What is required :: Would you please repeat the data that follows, exactly as it reads?

═════ Records for the task

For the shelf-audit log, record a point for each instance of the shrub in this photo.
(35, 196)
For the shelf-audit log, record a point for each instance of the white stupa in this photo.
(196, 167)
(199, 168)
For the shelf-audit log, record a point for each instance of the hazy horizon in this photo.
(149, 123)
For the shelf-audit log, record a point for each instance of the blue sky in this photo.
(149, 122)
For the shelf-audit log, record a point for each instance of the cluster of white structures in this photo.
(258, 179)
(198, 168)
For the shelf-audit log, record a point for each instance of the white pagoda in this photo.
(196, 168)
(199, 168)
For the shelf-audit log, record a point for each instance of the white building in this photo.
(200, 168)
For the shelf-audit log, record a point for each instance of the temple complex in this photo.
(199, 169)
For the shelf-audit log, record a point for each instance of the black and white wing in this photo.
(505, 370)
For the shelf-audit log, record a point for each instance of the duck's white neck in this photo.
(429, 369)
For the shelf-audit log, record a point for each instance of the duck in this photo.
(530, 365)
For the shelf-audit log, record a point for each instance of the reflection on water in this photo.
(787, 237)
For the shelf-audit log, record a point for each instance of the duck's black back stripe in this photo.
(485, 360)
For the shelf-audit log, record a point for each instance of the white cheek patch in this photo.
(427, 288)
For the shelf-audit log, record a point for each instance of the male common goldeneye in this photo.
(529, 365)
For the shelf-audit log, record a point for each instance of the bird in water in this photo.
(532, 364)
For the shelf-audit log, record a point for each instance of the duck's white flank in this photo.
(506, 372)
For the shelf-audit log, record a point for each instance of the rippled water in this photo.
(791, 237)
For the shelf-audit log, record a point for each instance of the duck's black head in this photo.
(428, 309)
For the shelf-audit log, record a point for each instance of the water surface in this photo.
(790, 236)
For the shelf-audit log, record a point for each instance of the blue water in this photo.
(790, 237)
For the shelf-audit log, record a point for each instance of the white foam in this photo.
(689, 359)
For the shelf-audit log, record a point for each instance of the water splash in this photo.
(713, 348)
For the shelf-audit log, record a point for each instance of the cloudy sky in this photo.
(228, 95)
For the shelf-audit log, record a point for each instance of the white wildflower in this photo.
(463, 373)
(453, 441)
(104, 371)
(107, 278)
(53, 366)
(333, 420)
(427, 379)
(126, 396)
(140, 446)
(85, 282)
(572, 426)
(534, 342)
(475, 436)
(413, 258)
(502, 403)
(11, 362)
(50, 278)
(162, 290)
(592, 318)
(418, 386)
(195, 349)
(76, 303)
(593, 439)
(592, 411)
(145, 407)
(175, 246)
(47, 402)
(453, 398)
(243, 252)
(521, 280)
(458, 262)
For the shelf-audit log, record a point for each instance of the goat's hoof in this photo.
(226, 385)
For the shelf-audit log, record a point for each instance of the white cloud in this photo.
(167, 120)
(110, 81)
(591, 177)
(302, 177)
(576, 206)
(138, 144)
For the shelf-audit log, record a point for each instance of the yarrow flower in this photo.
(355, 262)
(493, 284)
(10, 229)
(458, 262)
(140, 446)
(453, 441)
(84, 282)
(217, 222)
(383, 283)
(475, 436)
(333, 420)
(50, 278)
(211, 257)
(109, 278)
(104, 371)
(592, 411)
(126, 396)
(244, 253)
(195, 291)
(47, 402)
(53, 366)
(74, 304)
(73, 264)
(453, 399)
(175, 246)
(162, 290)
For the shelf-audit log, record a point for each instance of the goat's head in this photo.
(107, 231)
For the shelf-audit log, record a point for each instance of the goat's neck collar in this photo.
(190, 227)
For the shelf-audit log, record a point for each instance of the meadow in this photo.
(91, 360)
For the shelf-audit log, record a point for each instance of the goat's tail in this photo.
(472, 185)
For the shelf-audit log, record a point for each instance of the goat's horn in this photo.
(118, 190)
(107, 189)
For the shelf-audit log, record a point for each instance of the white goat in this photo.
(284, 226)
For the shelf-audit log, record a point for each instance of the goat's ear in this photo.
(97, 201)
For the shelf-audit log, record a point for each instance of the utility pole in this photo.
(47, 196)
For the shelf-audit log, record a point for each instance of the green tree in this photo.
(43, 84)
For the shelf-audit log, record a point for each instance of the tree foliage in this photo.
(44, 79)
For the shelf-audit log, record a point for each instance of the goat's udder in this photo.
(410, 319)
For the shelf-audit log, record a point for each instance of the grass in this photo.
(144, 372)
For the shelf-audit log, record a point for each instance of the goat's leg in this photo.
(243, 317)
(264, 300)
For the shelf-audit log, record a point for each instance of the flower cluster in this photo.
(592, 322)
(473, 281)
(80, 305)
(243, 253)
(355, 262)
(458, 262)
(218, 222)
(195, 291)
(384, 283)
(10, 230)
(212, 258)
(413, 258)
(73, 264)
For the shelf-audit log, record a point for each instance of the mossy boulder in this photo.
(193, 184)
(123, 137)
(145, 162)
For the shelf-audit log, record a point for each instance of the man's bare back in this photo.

══════════

Solution for this problem ::
For the shelf-audit log, record a point for each instance of the shrub in this photo.
(35, 196)
For the shelf-audit log, record a point for each instance of the white stupa in this photo.
(196, 167)
(199, 168)
For the shelf-audit log, record a point for each instance of the hazy horizon in this photo.
(149, 123)
For the shelf-audit log, record a point for each instance of the blue sky in this photo.
(149, 122)
For the shelf-audit log, record a point for each instance of the cluster of white structures in this photo.
(258, 179)
(198, 168)
For the shelf-audit log, record a point for each instance of the white pagoda in this photo.
(196, 168)
(199, 168)
For the shelf-audit log, record a point for each instance of the white building in this photo.
(200, 168)
For the shelf-audit log, record a point for each instance of the temple complex in this photo.
(199, 169)
For the shelf-audit log, record a point for each instance of the black and white wing in this photo.
(505, 370)
For the shelf-audit log, record a point for each instance of the duck's white neck in this photo.
(429, 369)
For the shelf-audit log, record a point for each instance of the duck in this photo.
(530, 365)
For the shelf-audit log, record a point for each instance of the reflection on water in this photo.
(787, 237)
For the shelf-audit log, record a point for each instance of the duck's black back stripe in this photo.
(485, 360)
For the shelf-audit log, record a point for each instance of the white cheek patch in this photo.
(427, 288)
For the shelf-audit log, record a point for each instance of the male common goldeneye in this photo.
(529, 365)
For the shelf-audit log, record a point for each instance of the bird in water in this photo.
(532, 364)
For the shelf-audit log, record a point for each instance of the duck's white flank in this photo.
(506, 372)
For the shelf-audit log, record a point for each instance of the rippled water in this photo.
(791, 237)
For the shelf-audit log, record a point for each instance of the duck's black head in this photo.
(428, 309)
For the shelf-audit log, record a point for each instance of the water surface in this photo.
(790, 236)
For the shelf-audit log, record a point for each instance of the blue water in this photo.
(790, 237)
For the shelf-audit log, record a point for each instance of the white foam in this photo.
(689, 359)
For the shelf-audit log, record a point for each instance of the water splash in this photo.
(713, 348)
For the shelf-audit log, record a point for each instance of the cloudy sky in this photo.
(228, 95)
For the shelf-audit log, record a point for each instance of the white wildflower in this photo.
(463, 373)
(453, 441)
(104, 371)
(107, 278)
(53, 366)
(333, 420)
(427, 379)
(126, 396)
(140, 446)
(85, 282)
(572, 426)
(534, 342)
(475, 436)
(413, 258)
(502, 403)
(11, 362)
(50, 278)
(162, 290)
(592, 318)
(418, 386)
(195, 349)
(76, 303)
(593, 439)
(592, 411)
(145, 407)
(175, 246)
(47, 402)
(453, 398)
(243, 252)
(521, 280)
(458, 262)
For the shelf-audit log, record a point for each instance of the goat's hoof in this photo.
(226, 385)
For the shelf-audit log, record a point for each instance of the white cloud in this photo.
(167, 120)
(110, 81)
(591, 177)
(302, 177)
(576, 206)
(138, 144)
For the shelf-audit log, record a point for each instance of the yarrow flower in this photo.
(355, 262)
(493, 284)
(10, 229)
(458, 262)
(140, 446)
(453, 441)
(84, 282)
(217, 222)
(383, 283)
(475, 436)
(333, 420)
(50, 278)
(211, 257)
(109, 278)
(104, 371)
(592, 411)
(126, 396)
(244, 253)
(195, 291)
(47, 402)
(53, 366)
(74, 304)
(73, 264)
(453, 399)
(175, 246)
(162, 290)
For the shelf-audit log, record a point for each instance of the goat's head in this photo.
(107, 231)
For the shelf-audit log, record a point for each instance of the goat's neck collar in this photo.
(190, 227)
For the shelf-audit log, record a point for each instance of the meadow in this photo.
(91, 360)
For the shelf-audit log, record a point for each instance of the goat's tail in this photo.
(472, 185)
For the shelf-audit log, record a point for each instance of the goat's horn in this photo.
(118, 190)
(107, 189)
For the shelf-audit log, record a point for each instance of the white goat in this photo.
(284, 226)
For the shelf-audit log, record a point for each instance of the goat's ear in this photo.
(97, 201)
For the shelf-audit log, record a point for each instance of the utility pole in this photo.
(47, 196)
For the shelf-audit log, record a point for each instance of the green tree in this photo.
(43, 84)
For the shelf-audit log, record a point for each instance of the tree foliage in this photo.
(44, 79)
For the shelf-audit log, record a point for each instance of the goat's udder in this photo.
(410, 319)
For the shelf-audit log, record a point for each instance of the grass in this photo.
(144, 372)
For the shelf-audit log, record a point for each instance of the goat's leg in this photo.
(243, 317)
(264, 300)
For the shelf-audit log, record a point for each instance of the flower cluster in this photo.
(592, 322)
(473, 281)
(80, 305)
(243, 253)
(355, 262)
(458, 262)
(218, 222)
(195, 291)
(384, 283)
(10, 230)
(212, 258)
(413, 258)
(73, 264)
For the shelf-audit log, record a point for each instance of the mossy boulder in this photo.
(193, 184)
(123, 137)
(145, 162)
For the shelf-audit log, record a point for each instance of the man's bare back in this photo.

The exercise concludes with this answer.